Продолжите приведённый ниже текст о весне 1942 года в осаждённом Ленинграде, начав сразу после его последнего предложения.

__СТРАНИЦА__
* * *

Но весной 1942 года в осаждённом городе всё же появились несомненные признаки возрождения жизни. Хотя и с перерывами, началась более регулярная подача воды и электричества в дома, возобновились занятия в некоторых школах. В том числе и в моей. Потеплело на улице, а значит -ив домах. Покрылись зеленью городские сады, парки, бульвары, и город в целом приобрёл более жилой и живой вид.
Десятки тысяч голодных и ослабевших за зиму ленинградцев, в основном женщин и детей, были мобилизованы на уборку огромных затвердевших завалов грязи, отходов, мусора и экскрементов, накопившихся в последние месяцы на лестницах, во дворах, на улицах, даже в квартирах. Тем самым город был спасён от эпидемий, которые могли уничтожить оставшихся в живых его жителей. Несколько увеличился рацион питания. А в дополнение к нему у некоторых ленинградцев на столах появились также какие-то отвары из трав и хвои, спасающие от цинги, съедобные коренья и даже настоящие деликатесы — лебеда и крапива. Правда, достать всю эту благодать в осаждённом городе было исключительно трудно.
Как настоящее чудо ленинградцы восприняли появление весной на улицах несколько трамваев и автобусов. А как сверхчудо — открытие некоторых кинотеатров, филармоний и особенно — Театра музыкальной комедии. Люди, присутствовавшие на спектаклях «Сильва», «Баядера», «Цыганский барон», удивительно много смеялись, а некоторые почему-то плакали, слушая весёлую, зажигательную музыку Кальмана и Штрауса, задорные арии в исполнении голодных ленинградских артистов. Эти оперетты были для зрителей не только произведениями весёлого жанра, но и убедительным свидетельством поворота судьбы к лучшему.

* * *

(Строки разметки положения объектов)
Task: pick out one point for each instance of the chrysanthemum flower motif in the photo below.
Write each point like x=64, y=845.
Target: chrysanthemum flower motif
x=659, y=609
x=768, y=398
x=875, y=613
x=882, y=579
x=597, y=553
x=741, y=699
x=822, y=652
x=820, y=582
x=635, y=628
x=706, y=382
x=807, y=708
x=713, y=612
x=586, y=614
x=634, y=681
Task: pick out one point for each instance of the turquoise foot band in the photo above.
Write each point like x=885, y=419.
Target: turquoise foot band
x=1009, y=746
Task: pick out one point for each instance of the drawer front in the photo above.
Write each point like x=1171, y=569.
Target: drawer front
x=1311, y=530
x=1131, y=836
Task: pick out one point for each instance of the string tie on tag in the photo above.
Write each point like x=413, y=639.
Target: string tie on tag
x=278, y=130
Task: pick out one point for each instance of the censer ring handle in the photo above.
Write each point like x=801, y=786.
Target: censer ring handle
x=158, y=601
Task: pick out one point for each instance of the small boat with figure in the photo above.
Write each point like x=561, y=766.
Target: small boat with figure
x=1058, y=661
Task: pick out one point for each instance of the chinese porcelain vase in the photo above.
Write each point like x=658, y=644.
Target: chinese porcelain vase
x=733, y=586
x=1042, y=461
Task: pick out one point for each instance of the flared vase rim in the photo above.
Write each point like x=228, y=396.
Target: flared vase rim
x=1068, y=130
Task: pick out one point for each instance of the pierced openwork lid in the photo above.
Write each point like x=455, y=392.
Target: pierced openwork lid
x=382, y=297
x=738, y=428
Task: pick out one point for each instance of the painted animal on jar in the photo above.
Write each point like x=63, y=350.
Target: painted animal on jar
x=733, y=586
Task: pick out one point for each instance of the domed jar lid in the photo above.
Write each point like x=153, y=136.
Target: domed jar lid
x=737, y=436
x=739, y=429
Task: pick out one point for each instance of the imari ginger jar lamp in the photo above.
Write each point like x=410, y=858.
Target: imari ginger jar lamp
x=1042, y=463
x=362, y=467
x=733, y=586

* * *

__ОТВЕТ К ЗАДАНИЮ__
Но самым лучшим к событиям той весны было то, что на улицах города уже почти не видно стало умирающих и уже умерших людей. Похоронные команды вывезли из пустующих зданий, школ, временных бараков и моргов свезённые туда за зиму многие тысячи трупов ленинградцев,
погибших от голода и от снарядов и бомб. Их удалось, наконец, захоронить на старых и новых городских кладбищах, предать земле. Я сам неоднократно проходил мимо одного из таких бараков на берегу Невы в конце проспекта Чернышевского, направляясь зимой за водой. Только в нём хранились сложенные штабелями голые и полуголые трупы многих сотен людей. Они были видны сквозь полуоткрытые двери. Мне кажется, что тогда их вид не слишком пугал меня. Наверное, потому что в ту зиму он был довольно обычен и привычен.
Все эти весенние перемены воспринимались ленинградцами как явные признаки возвращения города из долгого состояния клинической смерти к жизни. Однако эта жизнь всё ещё была очень ненадёжной и трудной. Поэтому военные и гражданские власти прилагали постоянные усилия к тому, чтобы вывести из города как можно больше людей, оставив в нём по преимуществу только тех, кто действительно был необходим его обороне.
Как-то в апреле я поймал на улице одну из массы сброшенных с немецкого самолёта листовок. Я прочёл её только один раз: её сразу отобрал у меня солдат из проходившего мимо патруля. Но почему-то запомнил её содержание на всю жизнь. Наверное, потому что в какой-то мере она касалась лично меня и моих близких. В ней, в частности, говорилось: «Жители Ленинграда! Ваш город окружён железным и несокрушимым кольцом непобедимой германской армии. Сопротивление ей бесполезно. Ваши жидо-коммунистические власти обрекают вас всех на верную смерть. Бейте жидов и комиссаров! Требуйте немедленной сдачи города! Мы гарантируем вам сохранение жизни, хорошее питание и безопасность». В то же время немцы значительно усилили артиллерийские обстрелы города, стремясь парализовать нарастающую в нём жизнь, подавить надежды на возможность прорыва блокады.
В связи с освобождением Ладожского озера ото льда появились новые условия наладить транспортные контакты с «Большой землёй». Теперь уже не по ненадёжному льду, как было зимой, а с помощью катеров и мелких судов. Поэтому с апреля резко увеличился поток эвакуируемых из города людей и направляемых в город военных грузов, подкреплений, различных материалов и продовольствия. Но связь эта между городом и материком была всё ещё ненадёжной и опасной.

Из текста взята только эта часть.